I read once that you can eat daylilies. Personally, I think it is a bad idea. I would much prefer to view them in the gardens! Oh, and I’ll be looking for that green corn moon tonight. ~ Lynda
PS: Having never heard of this before I went looking for more information. I found it here: http://www.farmersalmanac.com/full-moon-names/
How fun to learn that the moon has so many names which carry so much meaning for those who gaze on him. ‘-)
Indeed… So many names! Usually I link the Farmers Almanac — too busy today! Thanks for the reminder ;) M
Wow, it’s not just me then… (These are this year’s photos, right?) Spotted an Aster in bloom yesterday and thought I was loosing it! This IS extraordinarily early for the fall bloom, is it not? Can’t help but wonder what the pollinators will do later when everything’s been pushed so far ahead?
And Lady Bells: what a wonderful, TOUGH old flower! You see them growing around the footings of deserted old farmsteads or coated in dust by the roadside.
Thanks for the (as always) fabulous photos… Be thinking of you when I look up tonight: ) xo D.
Yes! All new photos in this post. The heat and drought pushed everything forward this year. Good question about late blossoms for pollinators. I do think food will be scarce later in the season.

◆ REQUIREMENT 1 ◆
Reproduce the part of the comment thread starting at "Indeed… So many" and ending at "in the season.".
The comments above and the entries come from separate sources.

◆ DATA SHOWN ◆

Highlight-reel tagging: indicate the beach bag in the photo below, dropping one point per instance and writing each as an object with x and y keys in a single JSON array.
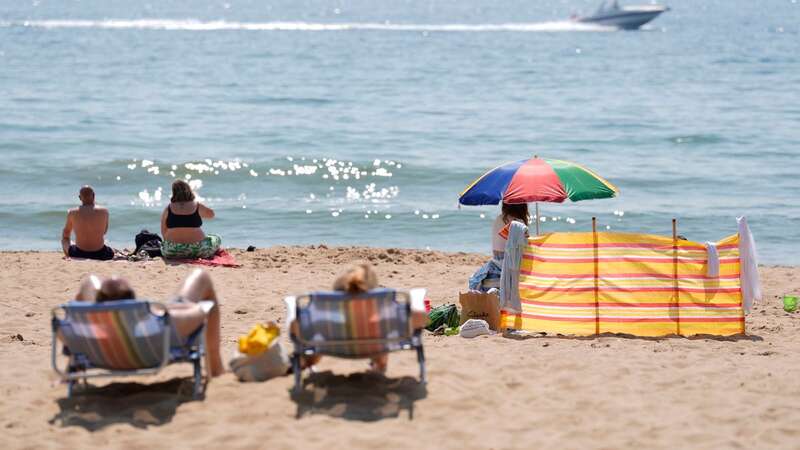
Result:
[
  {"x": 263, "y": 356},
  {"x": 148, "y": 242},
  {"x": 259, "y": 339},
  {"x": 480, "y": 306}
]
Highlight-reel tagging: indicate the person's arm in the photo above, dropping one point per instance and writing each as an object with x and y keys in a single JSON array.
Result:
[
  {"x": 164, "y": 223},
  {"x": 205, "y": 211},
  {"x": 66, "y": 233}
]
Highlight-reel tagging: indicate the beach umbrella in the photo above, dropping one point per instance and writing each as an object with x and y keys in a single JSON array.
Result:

◆ REQUIREMENT 2 ◆
Locate every line of the entries that contains the string "beach", treating uppercase and lowercase letters as different, and copy each of those lines.

◆ COMPLETE OUTPUT 1 ◆
Indeed… So many names! Usually I link the Farmers Almanac — too busy today! Thanks for the reminder ;) M
Wow, it’s not just me then… (These are this year’s photos, right?) Spotted an Aster in bloom yesterday and thought I was loosing it! This IS extraordinarily early for the fall bloom, is it not? Can’t help but wonder what the pollinators will do later when everything’s been pushed so far ahead?
And Lady Bells: what a wonderful, TOUGH old flower! You see them growing around the footings of deserted old farmsteads or coated in dust by the roadside.
Thanks for the (as always) fabulous photos… Be thinking of you when I look up tonight: ) xo D.
Yes! All new photos in this post. The heat and drought pushed everything forward this year. Good question about late blossoms for pollinators. I do think food will be scarce later in the season.

◆ COMPLETE OUTPUT 2 ◆
Highlight-reel tagging: indicate the beach bag in the photo below, dropping one point per instance and writing each as an object with x and y keys in a single JSON array.
Highlight-reel tagging: indicate the beach umbrella in the photo above, dropping one point per instance and writing each as an object with x and y keys in a single JSON array.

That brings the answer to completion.